◆ About this task: Down to the last line, print the material below verbatim.

◆ Input for this task:
----
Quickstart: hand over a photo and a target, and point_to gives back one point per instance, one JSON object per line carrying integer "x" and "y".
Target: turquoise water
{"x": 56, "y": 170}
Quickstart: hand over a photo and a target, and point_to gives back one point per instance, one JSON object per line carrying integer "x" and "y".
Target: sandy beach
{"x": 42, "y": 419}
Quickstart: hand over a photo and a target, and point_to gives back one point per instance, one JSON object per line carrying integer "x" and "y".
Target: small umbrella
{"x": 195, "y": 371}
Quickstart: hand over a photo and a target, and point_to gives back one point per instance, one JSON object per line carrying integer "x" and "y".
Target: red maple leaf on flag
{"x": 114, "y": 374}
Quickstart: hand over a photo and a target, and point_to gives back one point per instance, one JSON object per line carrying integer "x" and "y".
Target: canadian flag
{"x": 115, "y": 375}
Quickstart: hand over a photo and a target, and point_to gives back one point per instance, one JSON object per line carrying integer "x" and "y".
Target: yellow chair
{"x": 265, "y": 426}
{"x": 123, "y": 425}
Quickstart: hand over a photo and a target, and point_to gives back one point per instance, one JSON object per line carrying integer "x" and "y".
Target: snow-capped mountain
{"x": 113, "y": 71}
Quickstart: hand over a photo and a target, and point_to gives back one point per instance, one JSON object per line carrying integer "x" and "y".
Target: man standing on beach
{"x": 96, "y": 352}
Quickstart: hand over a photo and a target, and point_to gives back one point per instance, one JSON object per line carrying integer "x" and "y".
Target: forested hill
----
◆ Answer:
Quickstart: hand over a photo and a target, and point_to gives back one point per instance, one JSON object per line carrying integer "x" and "y".
Target: turquoise water
{"x": 56, "y": 170}
Quickstart: hand over a photo and a target, and point_to gives back one point per instance, one JSON object per line carrying integer "x" and "y".
Target: sandy beach
{"x": 42, "y": 419}
Quickstart: hand over a photo and a target, and point_to gives back one point per instance, one JSON object per line carrying integer "x" and "y".
Target: small umbrella
{"x": 195, "y": 371}
Quickstart: hand over a photo and a target, and point_to gives back one point per instance, one JSON object per line carrying integer "x" and "y".
Target: red maple leaf on flag
{"x": 114, "y": 374}
Quickstart: hand over a photo and a target, and point_to gives back one point per instance, one JSON object per line carrying integer "x" and "y".
Target: canadian flag
{"x": 115, "y": 375}
Quickstart: hand over a photo and a target, and point_to gives back one point per instance, one JSON object per line carrying integer "x" and "y".
Target: yellow chair
{"x": 265, "y": 426}
{"x": 123, "y": 425}
Quickstart: hand over a photo and a target, and point_to gives back one point per instance, one JSON object per line carrying integer "x" and "y".
Target: snow-capped mountain
{"x": 113, "y": 71}
Quickstart: hand over a photo and a target, and point_to gives back one point per instance, one JSON object per line carrying integer "x" and "y".
Target: man standing on beach
{"x": 96, "y": 352}
Quickstart: hand over a photo and a target, and point_to gives back one point per instance, one JSON object per line carrying integer "x" and "y".
Target: forested hill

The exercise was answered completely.